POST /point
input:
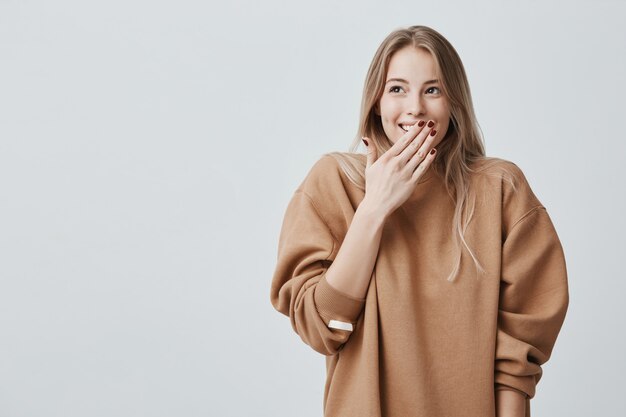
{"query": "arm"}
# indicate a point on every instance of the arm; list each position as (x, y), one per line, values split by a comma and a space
(351, 271)
(510, 403)
(533, 302)
(309, 259)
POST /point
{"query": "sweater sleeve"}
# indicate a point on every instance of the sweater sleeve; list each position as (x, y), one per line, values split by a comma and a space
(533, 301)
(321, 315)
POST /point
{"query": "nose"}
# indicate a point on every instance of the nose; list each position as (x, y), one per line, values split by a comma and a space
(416, 106)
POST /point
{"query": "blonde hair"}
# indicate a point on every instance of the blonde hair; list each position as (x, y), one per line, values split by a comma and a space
(460, 148)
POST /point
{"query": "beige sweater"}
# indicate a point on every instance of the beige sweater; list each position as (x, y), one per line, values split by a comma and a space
(417, 344)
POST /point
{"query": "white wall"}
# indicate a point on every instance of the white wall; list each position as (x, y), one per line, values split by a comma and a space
(148, 150)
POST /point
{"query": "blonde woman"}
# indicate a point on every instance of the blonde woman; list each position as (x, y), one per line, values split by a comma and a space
(429, 275)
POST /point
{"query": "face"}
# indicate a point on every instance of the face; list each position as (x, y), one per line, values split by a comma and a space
(413, 96)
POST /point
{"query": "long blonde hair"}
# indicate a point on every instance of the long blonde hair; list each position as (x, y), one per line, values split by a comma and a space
(458, 150)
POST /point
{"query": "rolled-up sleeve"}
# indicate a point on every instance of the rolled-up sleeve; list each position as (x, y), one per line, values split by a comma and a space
(321, 315)
(533, 302)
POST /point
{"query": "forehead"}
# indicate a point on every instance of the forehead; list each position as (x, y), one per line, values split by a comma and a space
(412, 64)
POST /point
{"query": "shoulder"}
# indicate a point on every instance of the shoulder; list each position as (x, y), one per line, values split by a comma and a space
(508, 180)
(328, 177)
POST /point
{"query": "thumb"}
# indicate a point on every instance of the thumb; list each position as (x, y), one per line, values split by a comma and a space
(371, 151)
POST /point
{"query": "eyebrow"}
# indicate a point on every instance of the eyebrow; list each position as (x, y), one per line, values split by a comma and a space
(406, 82)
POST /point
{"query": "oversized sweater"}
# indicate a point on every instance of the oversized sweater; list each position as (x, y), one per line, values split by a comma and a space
(419, 345)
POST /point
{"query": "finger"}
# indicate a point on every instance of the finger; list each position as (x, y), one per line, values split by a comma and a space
(371, 151)
(423, 166)
(419, 141)
(404, 140)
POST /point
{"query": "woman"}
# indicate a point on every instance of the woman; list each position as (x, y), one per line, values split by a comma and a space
(430, 275)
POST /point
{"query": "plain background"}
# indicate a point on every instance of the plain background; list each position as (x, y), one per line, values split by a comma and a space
(149, 149)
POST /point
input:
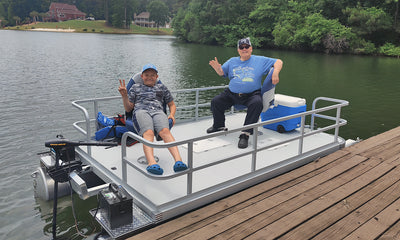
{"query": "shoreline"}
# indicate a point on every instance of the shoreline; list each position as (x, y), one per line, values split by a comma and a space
(52, 30)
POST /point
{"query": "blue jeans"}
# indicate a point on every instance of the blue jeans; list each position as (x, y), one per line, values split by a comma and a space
(225, 100)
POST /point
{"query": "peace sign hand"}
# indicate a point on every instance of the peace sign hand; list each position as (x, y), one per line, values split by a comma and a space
(122, 88)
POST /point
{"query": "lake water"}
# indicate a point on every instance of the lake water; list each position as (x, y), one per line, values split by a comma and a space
(42, 72)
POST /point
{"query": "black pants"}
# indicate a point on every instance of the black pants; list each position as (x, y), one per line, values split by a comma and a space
(225, 100)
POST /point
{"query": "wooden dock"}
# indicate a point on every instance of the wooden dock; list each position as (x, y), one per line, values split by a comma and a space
(353, 193)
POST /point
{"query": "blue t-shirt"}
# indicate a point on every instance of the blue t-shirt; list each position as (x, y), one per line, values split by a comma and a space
(246, 76)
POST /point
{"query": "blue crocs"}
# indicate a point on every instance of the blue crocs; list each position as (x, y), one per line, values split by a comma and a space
(179, 166)
(155, 169)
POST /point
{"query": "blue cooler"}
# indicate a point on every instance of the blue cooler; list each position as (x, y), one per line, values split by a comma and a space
(284, 106)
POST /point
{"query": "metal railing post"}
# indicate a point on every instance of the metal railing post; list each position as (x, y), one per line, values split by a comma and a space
(190, 165)
(301, 140)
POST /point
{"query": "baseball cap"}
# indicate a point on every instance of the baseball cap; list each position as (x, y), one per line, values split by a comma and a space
(149, 66)
(244, 41)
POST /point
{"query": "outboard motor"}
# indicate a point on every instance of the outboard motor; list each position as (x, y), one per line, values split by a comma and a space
(64, 164)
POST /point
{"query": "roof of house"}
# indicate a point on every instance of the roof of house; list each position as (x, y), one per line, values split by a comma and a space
(66, 8)
(143, 15)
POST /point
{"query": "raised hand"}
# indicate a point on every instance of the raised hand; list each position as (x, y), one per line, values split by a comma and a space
(217, 66)
(122, 88)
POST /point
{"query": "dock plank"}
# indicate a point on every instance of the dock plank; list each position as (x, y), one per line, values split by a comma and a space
(353, 193)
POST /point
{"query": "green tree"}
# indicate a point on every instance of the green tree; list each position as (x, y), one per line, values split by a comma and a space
(159, 12)
(372, 23)
(34, 16)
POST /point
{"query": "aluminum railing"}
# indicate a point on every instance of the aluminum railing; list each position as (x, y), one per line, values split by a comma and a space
(314, 113)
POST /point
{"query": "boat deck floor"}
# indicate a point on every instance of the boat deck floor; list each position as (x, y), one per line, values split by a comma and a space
(204, 152)
(353, 193)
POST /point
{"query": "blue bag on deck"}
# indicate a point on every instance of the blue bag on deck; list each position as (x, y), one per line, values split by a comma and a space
(110, 132)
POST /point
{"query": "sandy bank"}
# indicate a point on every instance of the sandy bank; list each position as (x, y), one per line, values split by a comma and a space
(53, 30)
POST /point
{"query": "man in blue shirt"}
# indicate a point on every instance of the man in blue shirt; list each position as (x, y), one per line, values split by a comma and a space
(245, 74)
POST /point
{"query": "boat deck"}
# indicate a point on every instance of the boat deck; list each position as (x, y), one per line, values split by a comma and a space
(169, 187)
(353, 193)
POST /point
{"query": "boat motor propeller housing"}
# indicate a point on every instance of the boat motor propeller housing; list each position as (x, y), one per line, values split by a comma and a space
(65, 151)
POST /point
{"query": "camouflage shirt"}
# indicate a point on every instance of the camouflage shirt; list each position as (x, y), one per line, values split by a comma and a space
(149, 98)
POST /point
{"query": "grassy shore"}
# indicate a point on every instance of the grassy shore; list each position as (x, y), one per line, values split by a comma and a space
(98, 26)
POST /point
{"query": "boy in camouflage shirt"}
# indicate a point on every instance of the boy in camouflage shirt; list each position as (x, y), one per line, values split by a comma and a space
(146, 101)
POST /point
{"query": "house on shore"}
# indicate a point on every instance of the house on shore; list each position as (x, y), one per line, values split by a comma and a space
(62, 12)
(143, 20)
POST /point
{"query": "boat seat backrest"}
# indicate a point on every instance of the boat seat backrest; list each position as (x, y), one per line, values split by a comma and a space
(267, 93)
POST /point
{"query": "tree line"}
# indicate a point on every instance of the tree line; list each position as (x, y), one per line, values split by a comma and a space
(332, 26)
(118, 13)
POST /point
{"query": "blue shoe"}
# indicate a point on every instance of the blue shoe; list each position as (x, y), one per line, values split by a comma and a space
(155, 169)
(179, 166)
(104, 121)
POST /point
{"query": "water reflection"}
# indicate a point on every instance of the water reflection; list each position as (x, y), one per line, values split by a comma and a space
(41, 73)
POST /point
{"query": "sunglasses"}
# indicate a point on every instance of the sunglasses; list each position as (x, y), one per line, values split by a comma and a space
(241, 47)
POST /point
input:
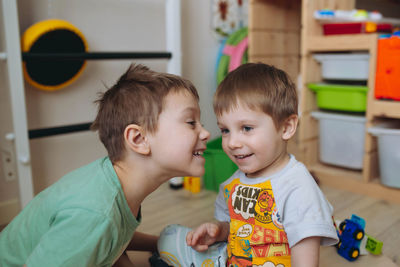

════════════════

> Aim of the task:
Reproduce all the entries that precede this task, word for word, minus any pictures.

> Result below:
POST /point
input:
{"query": "arm"}
# indicate a point on every instance of the arm; list each position as (x, y), one per line, values split by a comma and a space
(351, 271)
(510, 403)
(533, 302)
(309, 259)
POST /point
{"query": "sweater sleeve"}
# indicate a point on every instance of the sweater sleeve; list each position as (x, y), one per line, values split by a comma and a space
(533, 301)
(321, 315)
POST /point
{"query": "nose"}
# indicate a point on every instance of the nose; list each position as (x, y), one per line, values split by a comma and a space
(416, 106)
POST /point
{"query": "blonde hair"}
# indicate a point on every instance of the blonde hair; list each position as (x, y), one per line, values split by a comma and a space
(460, 148)
POST /point
{"query": "beige sweater"}
# indicate a point on every instance of the beige sweater; list each position as (x, y), one per line, values split by a comma and a space
(417, 344)
POST /point
{"query": "white wall"}
# indicate a point on every instance of the white wall; list each position as (x, y), one per line, values split by a comma and a space
(148, 150)
POST /point
{"query": "blonde woman"}
# indicate a point on every instance of the blonde woman; list each position as (x, y), one per line, values split by a comma and a space
(429, 275)
POST /point
{"query": "face"}
# indicate a point on every instance of the face; list each position as (x, y), one per line, values split by a comma and a space
(413, 96)
POST /point
{"query": "long blonde hair"}
# indicate a point on every instance of the long blonde hair; list each position as (x, y), one per line, values split by a comma and a space
(458, 150)
POST /point
{"query": "rolled-up sleeve"}
# indicate a point on every instance of the rolled-up sleeve; list each position as (x, y), one per line, values split by a comma and a space
(321, 315)
(533, 302)
POST /point
{"query": "forehead"}
# indicate a point on every instance of the forehead; list each position as (x, y), one per line, values split by a comma and a space
(412, 64)
POST /point
{"query": "shoulder"}
# indicate a point on every instance of the shoulder; list each position as (x, y), one per line, values split by a comma and a space
(508, 180)
(328, 177)
POST /point
{"query": "thumb"}
# indicate a point on every instance of the thumb; list each position as (x, y), one per line, values split by a comma and a space
(371, 151)
POST /point
{"query": "eyebrow"}
# indicate a point on every instance of the eyebrow; list each position as (x, y), one per line, values split by a comma and a space
(406, 82)
POST /point
{"query": "oversized sweater"}
# indicate a point on every instance of the oversized sweater; list each position as (x, y), one per line, values split by a comma and a space
(419, 345)
POST /point
{"query": "finger"}
# indicate a point on every instance of the finger; list each position as (x, y), one per line, values split by a comma and a space
(371, 151)
(423, 166)
(419, 141)
(404, 140)
POST /point
{"query": "woman"}
# indicate a point on every instance of the woman; list each position as (x, y), one per line, values split by a comma and a space
(430, 275)
POST /point
{"query": "plain background"}
# indicate a point on every instance of the plain background; list each position as (x, y), one per line, values split by a comma and a space
(149, 149)
POST /point
input:
{"query": "shoreline"}
# indicate a point on every instance of the shoreline; list each position as (x, y), one per line, values split by a comma and a space
(52, 30)
POST /point
{"query": "blue jeans"}
# indicate a point on every instance of the blue jeans; list each position as (x, y), one per line, values split by a comma and a space
(225, 100)
POST /point
{"query": "peace sign hand"}
# indicate a point on every instance of the peace sign hand; list each position as (x, y), one per line, values split by a comma and a space
(122, 88)
POST /point
{"query": "lake water"}
# indicate a point on every instance of the lake water; list each position as (x, y), one per line, values split by a comma and a space
(42, 72)
POST /point
{"query": "black pants"}
# indicate a point on every instance of the black pants; list each position as (x, y), one per line, values split by a comma and a space
(225, 100)
POST /point
{"query": "wooden dock"}
# indicate a point on every instance of the wooden dock; list each position as (x, y), one per line, values split by a comma and a space
(353, 193)
POST /point
{"query": "blue t-shirt"}
# indicate a point on every instance of the blue t-shirt; list each position as (x, y), one per line, values split by a comma and a space
(246, 76)
POST /point
{"query": "blue crocs"}
# indicate a point on every instance of the blue crocs; list each position as (x, y), one per line, values split by a comma and a space
(179, 166)
(155, 169)
POST /point
{"query": "blue cooler"}
# indicate a point on every instance of the blue cooler; list each position as (x, y), one per line, values split by a comma and a space
(284, 106)
POST /point
{"query": "metal railing post"}
# indicate a point on every instance of the metal railing post; list each position as (x, y), one per line, values split by a comma and a space
(190, 165)
(301, 140)
POST /point
{"query": "baseball cap"}
# indicate a point on every instance of the baseball cap; list each position as (x, y), one per line, values split by a comma and a space
(149, 66)
(244, 41)
POST /point
{"query": "outboard motor"}
# indicate a point on every instance of the outboard motor; list each position as (x, y), one per line, values split by a comma and a space
(64, 164)
POST /point
{"query": "roof of house"}
# indicate a point on every instance of the roof of house; list each position as (x, y), one per line, values split by a comma and a space
(66, 8)
(143, 15)
POST /point
{"query": "raised hand"}
# indicate a point on every instance of the raised hand; list each position as (x, y), one per line, values split by a comma and a space
(217, 66)
(122, 88)
POST /point
{"query": "dock plank"}
# indicate a point on every instance of the dock plank; list each position as (x, y), one per line, values split by a comma and a space
(353, 193)
POST /point
{"query": "green tree"}
# indicate a point on every instance of the green tree; list each position as (x, y), one per line, values split by a comma and a space
(159, 12)
(372, 23)
(34, 16)
POST /point
{"query": "aluminum railing"}
# indicate a point on every instance of the aluminum railing; list each position as (x, y), one per line, values split by a comma and a space
(314, 113)
POST /point
{"query": "boat deck floor"}
# indicate a point on every instance of the boat deck floor; list each position as (x, y), one per line, values split by a comma and a space
(204, 152)
(353, 193)
POST /point
{"query": "blue bag on deck"}
# indicate a point on every instance of the blue bag on deck; list each position as (x, y), one per line, values split by a comma and a space
(110, 132)
POST /point
{"query": "sandy bank"}
# indicate a point on every instance of the sandy bank; list each position as (x, y), one per line, values split by a comma and a space
(53, 30)
POST /point
{"query": "man in blue shirt"}
# indicate a point on every instance of the man in blue shirt; list each position as (x, y), one per line, values split by a comma and a space
(245, 74)
POST /point
{"query": "boat deck"}
# indicate a point on every instance of the boat deck; list each position as (x, y), one per line, values split by a comma and a space
(169, 187)
(353, 193)
POST /point
{"query": "boat motor propeller housing"}
# indicate a point on every instance of the boat motor propeller housing; list each position as (x, y), one per line, values split by a comma and a space
(65, 151)
POST /point
{"query": "camouflage shirt"}
# indicate a point on every instance of the camouflage shirt; list each position as (x, y), one per line, values split by a comma and a space
(149, 98)
POST /point
{"query": "grassy shore"}
# indicate a point on every instance of the grassy shore; list each position as (x, y), one per line, values split by a comma and a space
(98, 26)
POST /point
{"query": "boy in camouflage shirt"}
# indicate a point on every instance of the boy in camouflage shirt; list each position as (x, y), one per line, values split by a comma and a space
(146, 101)
POST /point
{"query": "house on shore"}
# indicate a point on every instance of the house on shore; list each position as (x, y), one per line, values split by a comma and a space
(62, 12)
(143, 20)
POST /point
{"query": "boat seat backrest"}
# indicate a point on every instance of the boat seat backrest; list each position as (x, y), one per line, values split by a comma and a space
(267, 93)
POST /point
{"query": "tree line"}
# indicate a point on every instance of the tree line; list each position as (x, y), one per line, values split by a comma and a space
(332, 26)
(118, 13)
POST /point
{"query": "blue shoe"}
# indicate a point on every instance of the blue shoe; list each position as (x, y), one per line, values split by a comma and a space
(155, 169)
(179, 166)
(104, 121)
POST /point
{"query": "water reflection"}
# indicate a point on every instance of the water reflection; list each position as (x, y), one per line, values split by a comma and a space
(41, 73)
POST /point
{"query": "sunglasses"}
# indicate a point on every instance of the sunglasses; list each position as (x, y), one per line, values split by a comma and a space
(241, 47)
POST /point
input:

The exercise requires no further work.